--- Records supplied ---

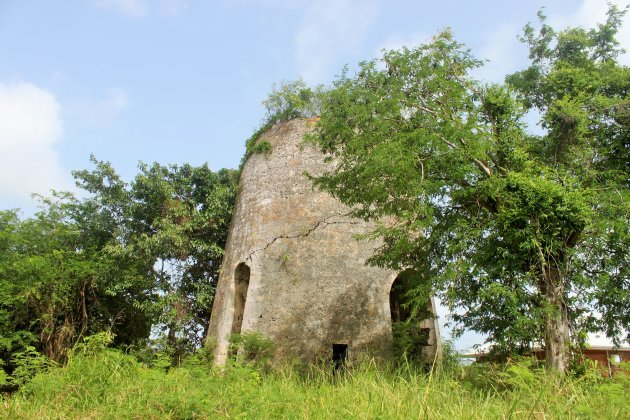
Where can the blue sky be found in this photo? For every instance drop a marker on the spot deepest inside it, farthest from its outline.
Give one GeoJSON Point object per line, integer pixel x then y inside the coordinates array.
{"type": "Point", "coordinates": [178, 81]}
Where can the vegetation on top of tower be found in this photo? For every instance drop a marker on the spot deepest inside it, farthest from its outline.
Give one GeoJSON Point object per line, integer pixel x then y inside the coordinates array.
{"type": "Point", "coordinates": [287, 101]}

---

> _What this task involves_
Write out the data above line for line, with every word unchanged. Leave out the pictures.

> _Answer to the task_
Where can the blue sky be found in this photo? For every instance drop a marker on the spot deepest inside it, farthest from its outline.
Give one GeoJSON Point object per line, integer pixel x then y inside the coordinates array.
{"type": "Point", "coordinates": [178, 81]}
Where can the vegetation on top of tower be found in this photo? For every instance drop a marker on the spot deepest inside it, farthest from its outline.
Give one GeoJSON Point object per line, integer pixel x then y inside the coordinates array.
{"type": "Point", "coordinates": [287, 101]}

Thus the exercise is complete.